## GIVEN REQUEST 1
Copy out the rows below word for word, starting with the line that contains "Wanted = one point per instance on the pitched" and going on through the last line of the rows.

## SUPPLIED TEXT
-- begin --

Q] How did you coin the phrase, Communitainment?
Cunningham: The emergence of a whole new proto-industry that we call social media entertainment or communitainment picks on the meanings of the word community of communication and of co-modification. There has always been a distinction between main media and alternative media with main media getting advertising while the niche or the alternative media struggled to make ends meet. Today, the alternative media is starting to attract very significant sums of advertising money and brand interest. YouTube really started it and now it has proliferated to other platforms. Some of the big genres/verticals are comedy – pranking, gameplay , vlogging and beauty and style tips. This year digital advertising will top broadcasting and cable advertising in the U.S and the rest of the world will also follow this trend. Craig: The content in this space is communal in nature ie. people go on to share time together and hang out with friends. In the case of vlogging, creators get paid to talk about the things/products they like and care about. Also, it’s no longer audiences, it’s communities and it’s no longer channels, it’s platforms and it’s no longer content creators, it’s communitainers. They are engaging in new types of innovation and entrepreneurism in this space. While these platforms may be global, the kind of entrepreneurism, content innovation, co-modification, and the types of communities emerging on the national, cultural and in the sub-cultural are going to be different and local.
Q] What are the key insights and takeaways from the research?

-- end --

## GIVEN REQUEST 2
Repeat the interview excerpt above word for word, in full.

## MATERIALS PROVIDED
-- begin --

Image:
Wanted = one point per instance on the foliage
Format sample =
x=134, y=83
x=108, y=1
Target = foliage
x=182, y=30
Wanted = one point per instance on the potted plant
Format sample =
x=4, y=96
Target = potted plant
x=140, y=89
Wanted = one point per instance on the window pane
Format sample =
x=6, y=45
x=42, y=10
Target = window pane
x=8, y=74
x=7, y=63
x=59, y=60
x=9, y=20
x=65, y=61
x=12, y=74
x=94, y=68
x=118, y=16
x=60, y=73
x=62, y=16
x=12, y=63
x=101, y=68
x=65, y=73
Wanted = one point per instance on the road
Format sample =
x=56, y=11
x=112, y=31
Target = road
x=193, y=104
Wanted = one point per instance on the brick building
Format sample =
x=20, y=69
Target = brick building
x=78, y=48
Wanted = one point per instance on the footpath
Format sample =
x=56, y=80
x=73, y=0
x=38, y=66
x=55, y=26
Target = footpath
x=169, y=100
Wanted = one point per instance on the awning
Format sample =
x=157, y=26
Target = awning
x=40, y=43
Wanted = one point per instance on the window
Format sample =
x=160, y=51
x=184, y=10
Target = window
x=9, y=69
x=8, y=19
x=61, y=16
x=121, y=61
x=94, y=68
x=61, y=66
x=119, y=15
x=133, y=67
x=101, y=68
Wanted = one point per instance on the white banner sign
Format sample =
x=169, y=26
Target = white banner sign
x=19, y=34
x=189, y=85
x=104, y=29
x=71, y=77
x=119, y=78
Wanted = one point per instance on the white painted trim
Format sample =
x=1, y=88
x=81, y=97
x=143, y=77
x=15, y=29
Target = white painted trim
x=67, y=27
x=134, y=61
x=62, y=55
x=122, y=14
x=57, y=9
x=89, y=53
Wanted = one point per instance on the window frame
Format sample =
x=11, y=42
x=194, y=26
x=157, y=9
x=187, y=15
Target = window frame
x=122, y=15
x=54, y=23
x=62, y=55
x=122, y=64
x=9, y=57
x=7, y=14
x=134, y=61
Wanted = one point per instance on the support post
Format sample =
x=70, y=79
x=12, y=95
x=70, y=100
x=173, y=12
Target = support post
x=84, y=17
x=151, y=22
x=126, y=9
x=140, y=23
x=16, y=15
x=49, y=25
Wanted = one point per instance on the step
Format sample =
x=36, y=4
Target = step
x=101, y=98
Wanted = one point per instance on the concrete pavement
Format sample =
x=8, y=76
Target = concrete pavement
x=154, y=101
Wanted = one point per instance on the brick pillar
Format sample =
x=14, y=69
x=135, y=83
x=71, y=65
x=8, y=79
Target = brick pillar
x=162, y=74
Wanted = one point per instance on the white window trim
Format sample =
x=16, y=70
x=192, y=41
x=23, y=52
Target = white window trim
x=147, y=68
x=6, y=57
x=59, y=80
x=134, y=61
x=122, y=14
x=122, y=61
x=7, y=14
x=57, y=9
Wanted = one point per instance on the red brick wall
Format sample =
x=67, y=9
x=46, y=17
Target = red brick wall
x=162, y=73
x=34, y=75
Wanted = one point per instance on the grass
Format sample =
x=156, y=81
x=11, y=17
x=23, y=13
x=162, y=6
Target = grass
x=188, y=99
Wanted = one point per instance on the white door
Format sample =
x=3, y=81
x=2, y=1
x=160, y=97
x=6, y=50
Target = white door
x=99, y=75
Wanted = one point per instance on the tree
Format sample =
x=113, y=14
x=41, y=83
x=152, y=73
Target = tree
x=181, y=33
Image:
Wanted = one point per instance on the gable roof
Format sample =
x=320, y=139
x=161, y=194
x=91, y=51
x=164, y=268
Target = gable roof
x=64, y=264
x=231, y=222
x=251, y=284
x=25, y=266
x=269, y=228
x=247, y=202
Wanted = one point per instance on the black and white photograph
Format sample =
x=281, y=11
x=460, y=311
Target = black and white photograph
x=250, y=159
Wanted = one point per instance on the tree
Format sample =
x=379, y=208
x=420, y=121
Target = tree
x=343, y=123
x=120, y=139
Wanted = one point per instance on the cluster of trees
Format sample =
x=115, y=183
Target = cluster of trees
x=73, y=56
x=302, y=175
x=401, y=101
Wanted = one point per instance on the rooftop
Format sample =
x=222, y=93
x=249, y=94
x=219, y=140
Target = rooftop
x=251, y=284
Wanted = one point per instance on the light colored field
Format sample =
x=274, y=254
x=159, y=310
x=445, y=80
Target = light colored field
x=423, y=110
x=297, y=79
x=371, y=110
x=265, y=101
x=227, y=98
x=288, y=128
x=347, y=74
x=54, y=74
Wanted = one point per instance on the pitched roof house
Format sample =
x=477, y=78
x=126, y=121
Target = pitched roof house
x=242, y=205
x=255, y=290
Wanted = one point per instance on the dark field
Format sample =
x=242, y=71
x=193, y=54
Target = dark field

-- end --

## WRITTEN REPLY 1
Wanted = one point per instance on the pitched roof house
Format sample =
x=477, y=78
x=126, y=121
Target = pitched roof house
x=242, y=205
x=255, y=290
Wanted = one point per instance on the dark field
Format sample =
x=242, y=71
x=193, y=54
Target = dark field

## WRITTEN REPLY 2
Q] How did you coin the phrase, Communitainment?
Cunningham: The emergence of a whole new proto-industry that we call social media entertainment or communitainment picks on the meanings of the word community of communication and of co-modification. There has always been a distinction between main media and alternative media with main media getting advertising while the niche or the alternative media struggled to make ends meet. Today, the alternative media is starting to attract very significant sums of advertising money and brand interest. YouTube really started it and now it has proliferated to other platforms. Some of the big genres/verticals are comedy – pranking, gameplay , vlogging and beauty and style tips. This year digital advertising will top broadcasting and cable advertising in the U.S and the rest of the world will also follow this trend. Craig: The content in this space is communal in nature ie. people go on to share time together and hang out with friends. In the case of vlogging, creators get paid to talk about the things/products they like and care about. Also, it’s no longer audiences, it’s communities and it’s no longer channels, it’s platforms and it’s no longer content creators, it’s communitainers. They are engaging in new types of innovation and entrepreneurism in this space. While these platforms may be global, the kind of entrepreneurism, content innovation, co-modification, and the types of communities emerging on the national, cultural and in the sub-cultural are going to be different and local.
Q] What are the key insights and takeaways from the research?